• **WHAT IS ASKED**:
Reproduce the whole listing, character for character.
** Start **
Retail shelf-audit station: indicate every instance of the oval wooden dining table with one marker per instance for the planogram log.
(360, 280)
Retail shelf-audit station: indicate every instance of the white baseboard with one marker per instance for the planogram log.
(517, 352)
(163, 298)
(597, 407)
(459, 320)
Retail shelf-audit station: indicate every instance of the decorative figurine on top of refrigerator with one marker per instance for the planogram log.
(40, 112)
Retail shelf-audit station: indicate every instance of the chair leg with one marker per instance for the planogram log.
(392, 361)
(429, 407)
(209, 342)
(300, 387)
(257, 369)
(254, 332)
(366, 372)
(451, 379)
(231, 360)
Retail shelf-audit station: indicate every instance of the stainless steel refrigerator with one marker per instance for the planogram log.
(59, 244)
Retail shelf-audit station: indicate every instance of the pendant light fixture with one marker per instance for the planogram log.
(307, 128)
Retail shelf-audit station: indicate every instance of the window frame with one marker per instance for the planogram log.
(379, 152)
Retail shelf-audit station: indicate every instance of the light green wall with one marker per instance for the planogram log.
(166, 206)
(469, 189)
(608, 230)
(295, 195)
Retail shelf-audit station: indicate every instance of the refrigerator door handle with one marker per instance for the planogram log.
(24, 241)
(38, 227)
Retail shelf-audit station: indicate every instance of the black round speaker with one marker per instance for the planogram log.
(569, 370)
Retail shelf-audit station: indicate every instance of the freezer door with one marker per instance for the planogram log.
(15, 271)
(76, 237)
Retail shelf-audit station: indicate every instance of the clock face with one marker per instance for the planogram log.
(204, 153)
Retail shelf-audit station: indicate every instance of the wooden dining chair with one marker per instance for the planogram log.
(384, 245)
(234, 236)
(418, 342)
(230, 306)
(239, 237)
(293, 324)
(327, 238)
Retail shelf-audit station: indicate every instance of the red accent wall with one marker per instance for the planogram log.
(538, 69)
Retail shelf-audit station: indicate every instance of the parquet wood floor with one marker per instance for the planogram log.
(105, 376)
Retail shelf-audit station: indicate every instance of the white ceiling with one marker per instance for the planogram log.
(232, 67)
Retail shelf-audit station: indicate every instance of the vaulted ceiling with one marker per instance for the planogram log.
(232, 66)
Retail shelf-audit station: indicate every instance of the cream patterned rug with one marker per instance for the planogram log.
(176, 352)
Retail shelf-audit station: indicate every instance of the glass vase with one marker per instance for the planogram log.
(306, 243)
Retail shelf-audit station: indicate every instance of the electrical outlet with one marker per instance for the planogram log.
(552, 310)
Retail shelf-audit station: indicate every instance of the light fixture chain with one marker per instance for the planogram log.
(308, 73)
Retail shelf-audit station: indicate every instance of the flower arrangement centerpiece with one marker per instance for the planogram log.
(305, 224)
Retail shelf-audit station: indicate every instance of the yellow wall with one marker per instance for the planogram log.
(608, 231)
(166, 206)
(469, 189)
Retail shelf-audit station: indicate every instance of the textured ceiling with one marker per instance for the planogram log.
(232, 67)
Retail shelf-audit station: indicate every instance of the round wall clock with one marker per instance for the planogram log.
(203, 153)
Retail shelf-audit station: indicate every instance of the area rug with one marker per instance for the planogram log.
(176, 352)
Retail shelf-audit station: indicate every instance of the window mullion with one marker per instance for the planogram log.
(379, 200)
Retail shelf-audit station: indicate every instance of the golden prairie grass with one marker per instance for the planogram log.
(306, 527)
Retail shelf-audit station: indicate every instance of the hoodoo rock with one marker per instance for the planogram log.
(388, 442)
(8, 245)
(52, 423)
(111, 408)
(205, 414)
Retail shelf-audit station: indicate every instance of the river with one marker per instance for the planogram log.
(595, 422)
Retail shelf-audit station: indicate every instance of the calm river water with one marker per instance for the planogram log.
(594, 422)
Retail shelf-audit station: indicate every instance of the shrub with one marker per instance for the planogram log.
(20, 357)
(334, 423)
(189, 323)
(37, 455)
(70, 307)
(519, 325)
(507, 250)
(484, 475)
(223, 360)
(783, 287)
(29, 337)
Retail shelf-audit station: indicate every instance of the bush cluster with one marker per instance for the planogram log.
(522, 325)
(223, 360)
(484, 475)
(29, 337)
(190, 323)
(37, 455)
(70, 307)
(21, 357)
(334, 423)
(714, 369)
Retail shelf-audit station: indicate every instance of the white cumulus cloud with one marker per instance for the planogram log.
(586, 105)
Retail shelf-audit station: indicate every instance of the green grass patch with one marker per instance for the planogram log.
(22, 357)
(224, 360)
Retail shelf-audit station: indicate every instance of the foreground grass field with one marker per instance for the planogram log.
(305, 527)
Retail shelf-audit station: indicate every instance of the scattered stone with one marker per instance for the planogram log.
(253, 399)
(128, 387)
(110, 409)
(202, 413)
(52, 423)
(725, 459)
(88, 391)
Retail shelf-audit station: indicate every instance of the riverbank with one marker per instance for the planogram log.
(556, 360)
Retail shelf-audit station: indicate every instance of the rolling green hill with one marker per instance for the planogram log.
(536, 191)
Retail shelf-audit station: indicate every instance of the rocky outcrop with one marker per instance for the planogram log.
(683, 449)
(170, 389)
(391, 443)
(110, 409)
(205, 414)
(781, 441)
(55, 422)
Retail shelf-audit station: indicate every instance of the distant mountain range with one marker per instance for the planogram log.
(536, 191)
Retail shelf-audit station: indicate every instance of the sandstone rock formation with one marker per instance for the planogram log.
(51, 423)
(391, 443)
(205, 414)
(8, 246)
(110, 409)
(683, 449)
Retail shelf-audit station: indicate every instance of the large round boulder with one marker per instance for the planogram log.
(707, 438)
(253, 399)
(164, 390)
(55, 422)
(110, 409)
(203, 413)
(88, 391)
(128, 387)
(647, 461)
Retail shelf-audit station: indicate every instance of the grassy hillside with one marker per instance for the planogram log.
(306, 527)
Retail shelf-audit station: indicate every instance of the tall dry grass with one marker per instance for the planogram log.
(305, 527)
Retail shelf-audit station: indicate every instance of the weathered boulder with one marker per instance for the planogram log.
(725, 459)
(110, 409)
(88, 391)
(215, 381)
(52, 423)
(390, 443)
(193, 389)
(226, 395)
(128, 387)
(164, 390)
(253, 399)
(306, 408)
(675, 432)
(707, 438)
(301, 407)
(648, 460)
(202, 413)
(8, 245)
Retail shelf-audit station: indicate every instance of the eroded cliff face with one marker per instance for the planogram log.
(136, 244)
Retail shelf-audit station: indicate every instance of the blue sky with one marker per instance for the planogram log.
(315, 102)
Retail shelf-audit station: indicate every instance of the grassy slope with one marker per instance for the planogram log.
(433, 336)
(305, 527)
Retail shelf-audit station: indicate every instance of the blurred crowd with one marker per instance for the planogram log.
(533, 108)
** End **
• **SOLUTION TO THIS TASK**:
Retail shelf-audit station: indicate every instance of the oval wooden dining table with one marker per instance for the planogram log.
(360, 280)
Retail shelf-audit station: indicate every instance of the white baseboard with one marker per instance for the planogram log.
(517, 352)
(163, 298)
(597, 407)
(459, 320)
Retail shelf-audit station: indicate every instance of the decorative figurine on top of refrigerator with one marker per instance for the planogram log.
(40, 112)
Retail shelf-audit station: indicate every instance of the chair leg with one marker per instance for the planogram log.
(392, 361)
(429, 407)
(209, 342)
(300, 387)
(257, 369)
(254, 332)
(366, 372)
(451, 379)
(231, 360)
Retail shelf-audit station: indicate every instance of the stainless steel refrigerator with one marker per instance for the planogram log.
(59, 244)
Retail shelf-audit station: indicate every instance of the pendant light fixture with one marker per instance for the planogram log.
(307, 128)
Retail shelf-audit station: indicate every instance of the window frame with one marker per instance for the planogram log.
(379, 152)
Retail shelf-audit station: indicate every instance of the light green wall with one marker per instance for the planogram log.
(166, 206)
(469, 189)
(608, 230)
(295, 195)
Retail shelf-audit station: indicate every instance of the refrigerator door handle with one marker per instance for the planogram log.
(24, 241)
(38, 227)
Retail shelf-audit station: indicate every instance of the black round speaker with one marker per instance for the planogram log.
(569, 370)
Retail shelf-audit station: indicate every instance of the freezer door with one marker per instance for the planogram log.
(15, 271)
(76, 237)
Retail shelf-audit station: indicate every instance of the clock face with one marker per instance for the planogram log.
(204, 153)
Retail shelf-audit station: indicate every instance of the wooden dining chair with one marker per instance for the planogram log.
(384, 245)
(234, 236)
(418, 342)
(230, 306)
(239, 237)
(293, 324)
(327, 238)
Retail shelf-audit station: indicate every instance of the red accent wall with one marker per instance for the planogram log.
(538, 69)
Retail shelf-audit station: indicate every instance of the parquet wood floor with one marker per instance for the planogram log.
(105, 376)
Retail shelf-audit station: indicate every instance of the white ceiling with one marker per instance for the planogram log.
(232, 67)
Retail shelf-audit station: indicate every instance of the vaulted ceiling with one marker per instance for the planogram log.
(232, 66)
Retail shelf-audit station: indicate every instance of the cream patterned rug with one marker per instance for the planogram log.
(176, 352)
Retail shelf-audit station: indicate every instance of the glass vase with one marker per instance for the planogram log.
(306, 243)
Retail shelf-audit station: indicate every instance of the electrical outlet with one marker per instance for the planogram log.
(552, 310)
Retail shelf-audit station: indicate every instance of the light fixture chain with one marker per instance for the planogram log.
(308, 73)
Retail shelf-audit station: indicate every instance of the flower arrangement centerpiece with one marker per instance for the planogram log.
(305, 224)
Retail shelf-audit station: indicate every instance of the yellow wall with one marker per instance for the planogram log.
(608, 231)
(166, 206)
(469, 189)
Retail shelf-audit station: indicate every instance of the textured ceiling with one marker per instance for the planogram log.
(232, 67)
Retail shelf-audit station: indicate every instance of the round wall clock with one marker per instance for the planogram log.
(203, 153)
Retail shelf-audit station: indicate every instance of the area rug with one marker per instance for the planogram log.
(176, 352)
Retail shelf-audit station: indicate every instance of the window mullion with one marker per instance for the planogram log.
(379, 200)
Retail shelf-audit station: indicate every instance of the golden prairie grass with one marker per instance for the planogram log.
(306, 527)
Retail shelf-audit station: indicate every instance of the hoodoo rock with one marker per instance for the planogram log.
(388, 442)
(8, 245)
(52, 423)
(111, 408)
(205, 414)
Retail shelf-audit station: indicate every instance of the river with one marker per instance for the planogram log.
(595, 422)
Retail shelf-audit station: indicate every instance of the calm river water with one marker per instance for the planogram log.
(594, 422)
Retail shelf-audit station: indicate every instance of the shrub with one marker per instance for the planogram log.
(20, 357)
(334, 423)
(189, 323)
(37, 455)
(70, 307)
(519, 325)
(507, 250)
(484, 475)
(223, 360)
(783, 287)
(29, 337)
Retail shelf-audit station: indicate every instance of the bush cluster with one marker per instance for the planogram log.
(522, 325)
(223, 360)
(484, 475)
(29, 337)
(190, 323)
(37, 455)
(70, 307)
(21, 357)
(334, 423)
(714, 369)
Retail shelf-audit station: indicate every instance of the white cumulus cloud with one marker per instance for the planogram log.
(586, 105)
Retail shelf-audit station: indicate every instance of the green grass patch with one marker per instance for the planogram log.
(22, 357)
(224, 360)
Retail shelf-audit station: indicate every instance of the foreground grass field with one marker per instance for the planogram log.
(305, 527)
Retail shelf-audit station: indicate every instance of the scattered stone with one marker per instance for the planogram log.
(253, 399)
(128, 387)
(110, 409)
(202, 413)
(52, 423)
(725, 459)
(88, 391)
Retail shelf-audit station: indicate every instance of the riverbank with one marker per instance for the planogram log.
(556, 360)
Retail shelf-audit station: indicate every instance of the rolling green hill with one marker per instance for the planogram log.
(536, 191)
Retail shelf-audit station: indicate every instance of the rocky outcrop with one marker per instance for the planogram log.
(683, 449)
(170, 389)
(391, 443)
(110, 409)
(205, 414)
(781, 441)
(55, 422)
Retail shelf-audit station: indicate every instance of the distant mountain range with one marker per instance for the planogram log.
(536, 191)
Retail shelf-audit station: indicate every instance of the sandstone rock formation with one marker per instance for the planogram log.
(51, 423)
(391, 443)
(205, 414)
(8, 246)
(110, 409)
(683, 449)
Retail shelf-audit station: indicate every instance of the large round boulder with one marker per instance for the planogram log.
(707, 438)
(253, 399)
(164, 390)
(55, 422)
(110, 409)
(203, 413)
(88, 391)
(128, 387)
(647, 461)
Retail shelf-audit station: indicate every instance of the grassy hillside with one marker per instance for the planogram log.
(306, 527)
Retail shelf-audit station: indicate every instance of the tall dry grass with one marker per instance for the planogram log.
(305, 527)
Retail shelf-audit station: indicate every instance of the weathered boulder with one marker per instance for the planogram log.
(725, 459)
(110, 409)
(88, 391)
(215, 381)
(52, 423)
(390, 443)
(193, 389)
(226, 395)
(128, 387)
(164, 390)
(253, 399)
(306, 408)
(675, 432)
(707, 438)
(301, 407)
(648, 460)
(202, 413)
(8, 245)
Retail shelf-audit station: indicate every instance of the eroded cliff face with one marker per instance for the planogram log.
(136, 244)
Retail shelf-audit station: indicate every instance of the blue sky with one marker per instance for the planogram log.
(315, 102)
Retail shelf-audit station: indicate every instance of the grassy slope with one marker per instance for the planogram log.
(433, 336)
(305, 527)
Retail shelf-audit station: indicate every instance of the blurred crowd with one marker per instance for the planogram log.
(533, 108)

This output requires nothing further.